═════ Supplied material

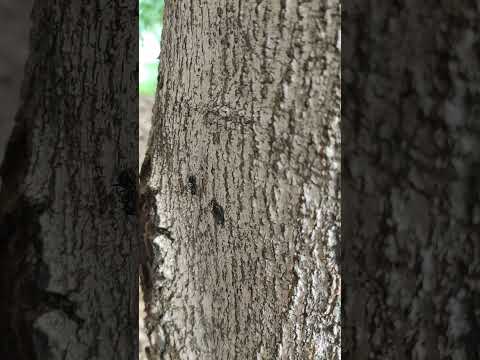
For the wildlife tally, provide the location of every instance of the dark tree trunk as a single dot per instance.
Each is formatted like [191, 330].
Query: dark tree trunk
[68, 242]
[411, 180]
[241, 182]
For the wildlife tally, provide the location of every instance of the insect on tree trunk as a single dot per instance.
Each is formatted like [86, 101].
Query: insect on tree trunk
[242, 178]
[68, 259]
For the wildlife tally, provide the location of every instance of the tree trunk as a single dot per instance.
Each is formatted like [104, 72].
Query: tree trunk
[241, 183]
[14, 27]
[69, 241]
[411, 179]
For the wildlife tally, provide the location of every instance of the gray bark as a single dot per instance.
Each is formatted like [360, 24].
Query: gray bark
[241, 183]
[411, 177]
[68, 256]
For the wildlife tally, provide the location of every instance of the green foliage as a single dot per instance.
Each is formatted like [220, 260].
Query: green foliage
[151, 15]
[150, 21]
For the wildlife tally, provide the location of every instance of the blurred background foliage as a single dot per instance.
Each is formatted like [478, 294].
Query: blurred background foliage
[150, 28]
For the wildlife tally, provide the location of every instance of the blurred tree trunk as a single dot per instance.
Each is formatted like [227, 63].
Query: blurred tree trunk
[68, 242]
[241, 183]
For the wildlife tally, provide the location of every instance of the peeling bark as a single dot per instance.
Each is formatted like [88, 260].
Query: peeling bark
[68, 253]
[243, 167]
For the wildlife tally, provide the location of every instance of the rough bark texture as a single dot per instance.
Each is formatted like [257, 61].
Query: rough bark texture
[411, 140]
[242, 177]
[68, 253]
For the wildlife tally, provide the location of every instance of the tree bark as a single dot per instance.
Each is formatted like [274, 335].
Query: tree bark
[411, 140]
[241, 183]
[68, 253]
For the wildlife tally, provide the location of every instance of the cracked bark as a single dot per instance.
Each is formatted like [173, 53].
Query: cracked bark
[243, 168]
[411, 170]
[68, 253]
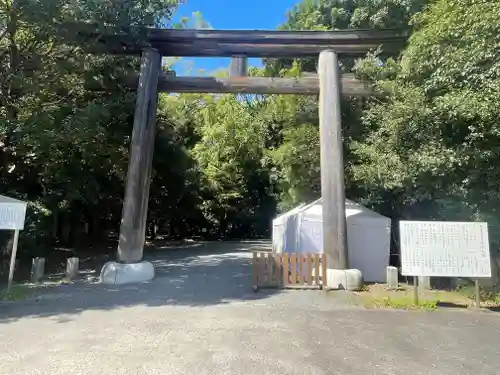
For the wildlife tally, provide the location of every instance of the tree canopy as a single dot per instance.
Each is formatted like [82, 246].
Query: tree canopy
[224, 165]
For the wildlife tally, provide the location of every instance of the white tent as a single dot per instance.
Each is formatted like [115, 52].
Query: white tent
[368, 236]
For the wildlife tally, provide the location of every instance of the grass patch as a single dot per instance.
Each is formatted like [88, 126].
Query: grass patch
[489, 296]
[379, 296]
[399, 302]
[16, 293]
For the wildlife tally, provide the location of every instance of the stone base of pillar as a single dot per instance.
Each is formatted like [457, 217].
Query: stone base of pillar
[120, 273]
[344, 279]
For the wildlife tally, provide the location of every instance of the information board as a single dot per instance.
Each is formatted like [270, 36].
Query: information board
[446, 249]
[12, 213]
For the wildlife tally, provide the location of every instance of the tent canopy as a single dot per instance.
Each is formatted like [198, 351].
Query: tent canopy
[300, 230]
[354, 212]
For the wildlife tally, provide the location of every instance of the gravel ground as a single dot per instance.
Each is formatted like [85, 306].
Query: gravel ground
[199, 316]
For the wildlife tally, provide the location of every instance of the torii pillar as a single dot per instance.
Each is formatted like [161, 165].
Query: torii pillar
[332, 177]
[130, 268]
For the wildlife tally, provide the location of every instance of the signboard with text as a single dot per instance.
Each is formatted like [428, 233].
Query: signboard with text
[445, 249]
[12, 213]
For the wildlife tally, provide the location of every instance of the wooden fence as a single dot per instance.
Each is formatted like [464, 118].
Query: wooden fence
[271, 270]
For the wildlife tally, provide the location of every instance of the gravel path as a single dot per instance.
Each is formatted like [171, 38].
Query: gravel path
[200, 317]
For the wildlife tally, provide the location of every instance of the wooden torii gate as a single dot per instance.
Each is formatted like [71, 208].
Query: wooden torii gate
[239, 45]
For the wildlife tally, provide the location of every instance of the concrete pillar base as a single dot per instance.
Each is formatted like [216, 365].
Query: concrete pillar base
[114, 273]
[344, 279]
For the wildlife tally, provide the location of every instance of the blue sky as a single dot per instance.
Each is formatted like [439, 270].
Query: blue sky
[230, 14]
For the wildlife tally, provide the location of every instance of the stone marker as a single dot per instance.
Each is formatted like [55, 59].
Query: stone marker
[37, 269]
[424, 282]
[72, 268]
[392, 277]
[344, 279]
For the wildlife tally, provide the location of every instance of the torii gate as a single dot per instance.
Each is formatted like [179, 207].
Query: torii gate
[240, 45]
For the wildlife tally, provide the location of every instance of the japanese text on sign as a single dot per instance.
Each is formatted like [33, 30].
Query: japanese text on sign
[437, 248]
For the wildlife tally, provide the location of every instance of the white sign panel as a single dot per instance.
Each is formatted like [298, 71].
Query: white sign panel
[12, 215]
[447, 249]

══════════

> [Problem statement]:
Word for word, restate all of the material above except its pictures.

> [Written response]:
For the wildlife tally, provide the location of every instance of the dark tree trunk as a single dot per instance.
Each is formatted like [191, 330].
Query: dark tree trunk
[68, 242]
[411, 180]
[241, 182]
For the wildlife tally, provide the location of every instance of the insect on tree trunk as a single dot per instance.
Each is formatted like [86, 101].
Query: insect on tree trunk
[242, 178]
[68, 259]
For the wildlife tally, provide the location of every instance of the tree trunk as a single dot per instance.
Each is formatted like [104, 72].
Query: tree trunk
[241, 183]
[14, 27]
[69, 241]
[411, 179]
For the wildlife tally, provide the location of every instance of the gray bark as a single dot per instance.
Each is formatted like [360, 24].
Query: gray bark
[241, 183]
[411, 177]
[68, 256]
For the wildlife tally, provide the location of every instance of the green foliage as a single dot per instance.
Each is formatted like [220, 260].
Query: green foliage
[151, 15]
[150, 21]
For the wildlife tally, provide the location of every instance of the blurred background foliage as a single dot per instance.
Each is formatted like [478, 294].
Query: blurred background foliage
[150, 28]
For the wildlife tally, provide the location of every instance of the blurred tree trunk as a single dot per instance.
Each is formatted like [227, 63].
Query: blurred tree trunk
[68, 242]
[241, 183]
For the wildlife tally, provide the location of every instance of the peeling bark as a single dot per instance.
Each is formatted like [88, 260].
Query: peeling bark
[68, 253]
[243, 167]
For the wildlife tally, provide the location of every instance of the rough bark texture as a single dot per instance.
Each is formatted like [257, 61].
Query: rough bark texture
[411, 140]
[242, 177]
[68, 253]
For the wildlife tally, provide the location of every instance of the tree bark as a single dot per instance.
Each is formatted like [274, 335].
Query: tree bark
[411, 140]
[241, 183]
[68, 253]
For the wildlife tally, provide the location of every instance of the cracked bark as a single dot per instance.
Each is formatted like [173, 53].
Query: cracked bark
[243, 168]
[411, 170]
[68, 253]
For the wildlife tally, provide the location of every instance of the tree canopy as a single dot per instance.
Each is formatted like [82, 246].
Query: tree canopy
[224, 165]
For the wildlife tally, provide the location of every instance of the white tent as a single dot per instance.
Each is formatted like [115, 52].
Query: white tent
[368, 236]
For the wildlife tally, provide the location of every instance of the grass patch as a single dot per instance.
Each is formatted like [88, 126].
Query: grass patch
[489, 296]
[379, 296]
[399, 302]
[16, 293]
For the wildlife tally, provide the location of every instance of the stone base of pillar as a single dot per instance.
Each is formatted like [457, 217].
Query: stone base of pillar
[120, 273]
[344, 279]
For the wildlife tally, provide the location of every instance of the information board as a single dot per instance.
Each is formatted like [270, 36].
Query: information board
[446, 249]
[12, 213]
For the wildlife tally, provide the location of every instance of the tent canopy as a single dot per instance.
Each is formatted like [198, 351].
Query: tent canopy
[300, 230]
[354, 212]
For the wildlife tally, provide the location of every instance of the gravel ground as a single dot per instance.
Each is formatted like [85, 306].
Query: gravel ground
[199, 316]
For the wildlife tally, provide the location of every instance of the torii pillar as a single dot per instance.
Each is formatted like [161, 165].
Query: torii pillar
[332, 177]
[130, 268]
For the wildlife tally, provide the location of every instance of the signboard with text as a single dot per instance.
Each is formatted like [428, 233].
Query: signboard with text
[445, 249]
[12, 213]
For the wildlife tally, provide the location of every instance of the wooden fence as a single dot per instance.
Each is formatted like [464, 118].
Query: wooden fence
[271, 270]
For the wildlife tally, provide the location of every instance of the gravel path as a single dot per instance.
Each is formatted like [171, 38].
Query: gravel path
[200, 317]
For the wildlife tally, provide the location of every instance of the wooden torii gate as a single dot per instance.
Each is formatted like [71, 208].
Query: wooden torii gate
[239, 45]
For the wildlife tally, provide the location of every instance of the concrete pillar base as a single dot per instance.
Each is formatted like [216, 365].
Query: concrete pillar base
[114, 273]
[344, 279]
For the wildlife tally, provide the location of every instance of the blue sky as a single dot per instance.
Each is formatted like [439, 270].
Query: blue sky
[230, 14]
For the wildlife tally, provide the location of every instance of the stone marker as a single dot per instance.
Each is formatted like [55, 59].
Query: stone marker
[37, 269]
[424, 282]
[72, 268]
[392, 277]
[344, 279]
For the wildlife tally, provide the location of every instance of the torii gate as a single dot per instance.
Each is formatted like [179, 207].
Query: torii gate
[240, 45]
For the wildlife tally, provide the location of every instance of the japanese text on sign as a single dot per instance.
Each is formatted like [33, 30].
Query: japanese text on sign
[437, 248]
For the wildlife tally, provide the location of every instance of the white sign panel as a single dot per instance.
Each is formatted like [298, 71].
Query: white sign panel
[12, 215]
[447, 249]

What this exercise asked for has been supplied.